Problem
Please find each line in the records below that contains the word "green" and copy it out in full.

□ □ □

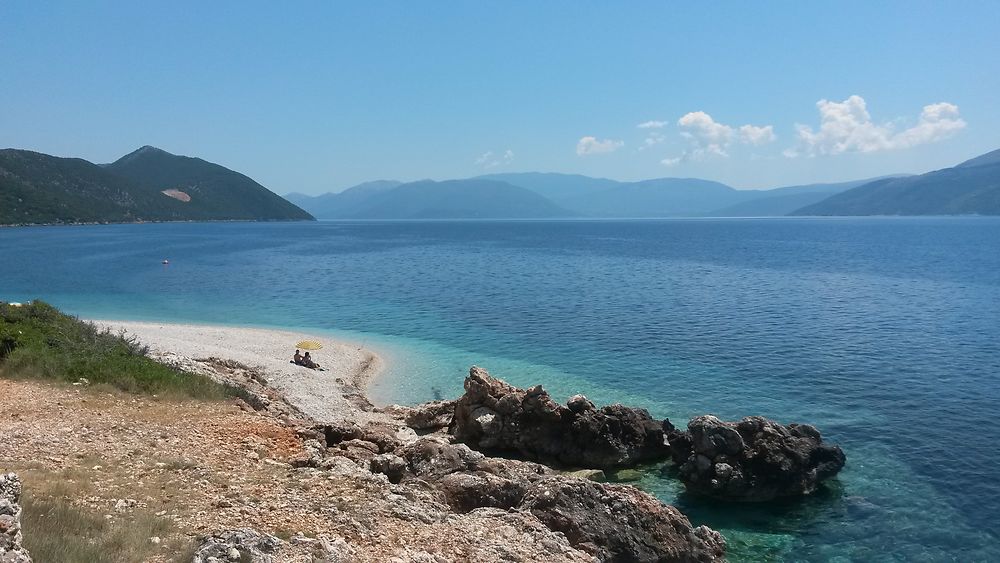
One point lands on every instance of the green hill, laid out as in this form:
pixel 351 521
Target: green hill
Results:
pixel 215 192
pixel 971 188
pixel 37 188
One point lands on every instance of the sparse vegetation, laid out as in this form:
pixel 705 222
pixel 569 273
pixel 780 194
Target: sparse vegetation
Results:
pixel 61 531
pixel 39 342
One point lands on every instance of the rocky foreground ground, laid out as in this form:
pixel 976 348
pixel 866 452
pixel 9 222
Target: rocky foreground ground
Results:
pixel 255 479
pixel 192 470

□ □ □

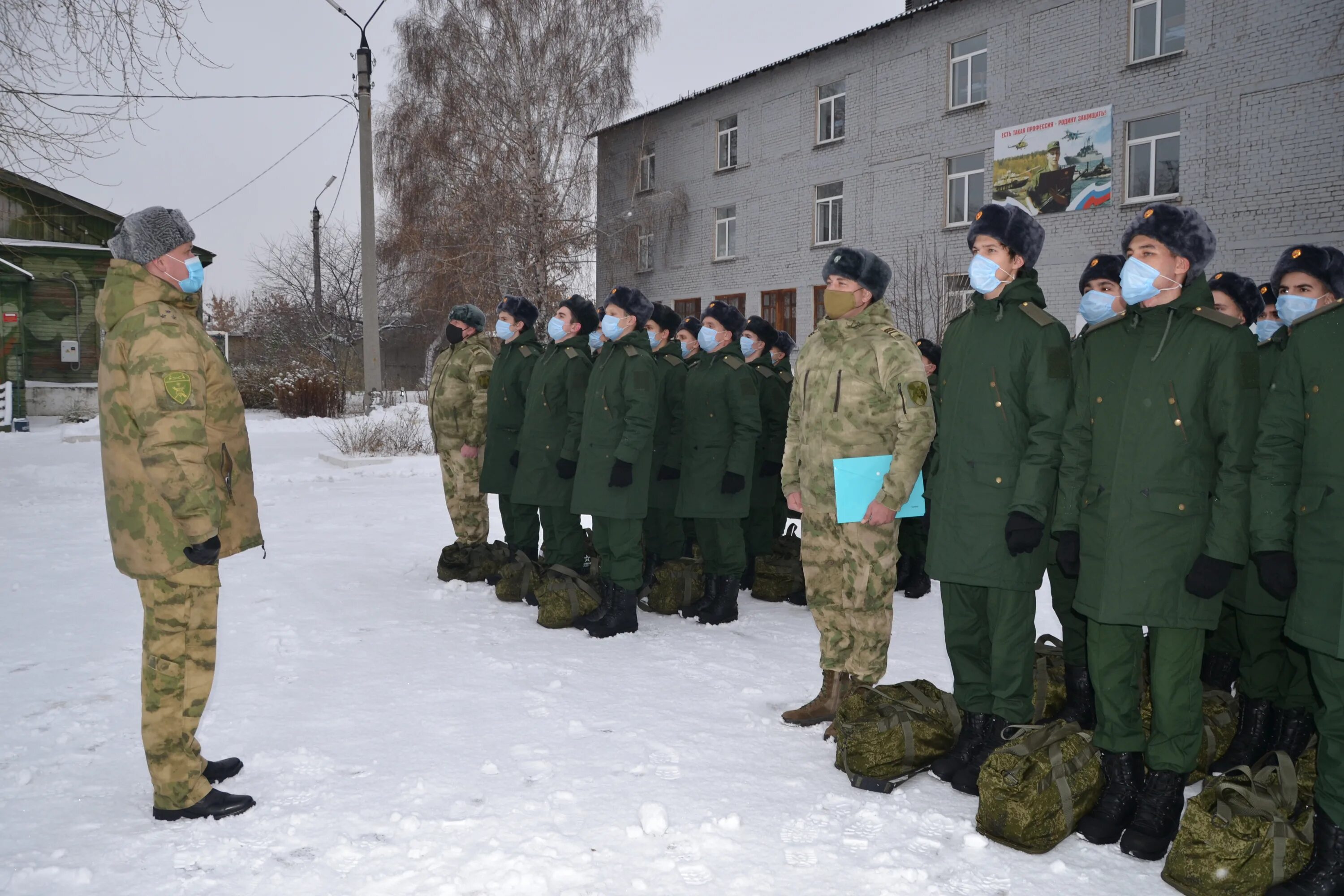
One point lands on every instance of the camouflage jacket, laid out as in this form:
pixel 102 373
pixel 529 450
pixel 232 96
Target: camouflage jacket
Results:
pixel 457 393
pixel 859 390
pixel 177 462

□ □ □

Answer below
One point lands on every instance of the green hill, laid out as in this form:
Target: green hill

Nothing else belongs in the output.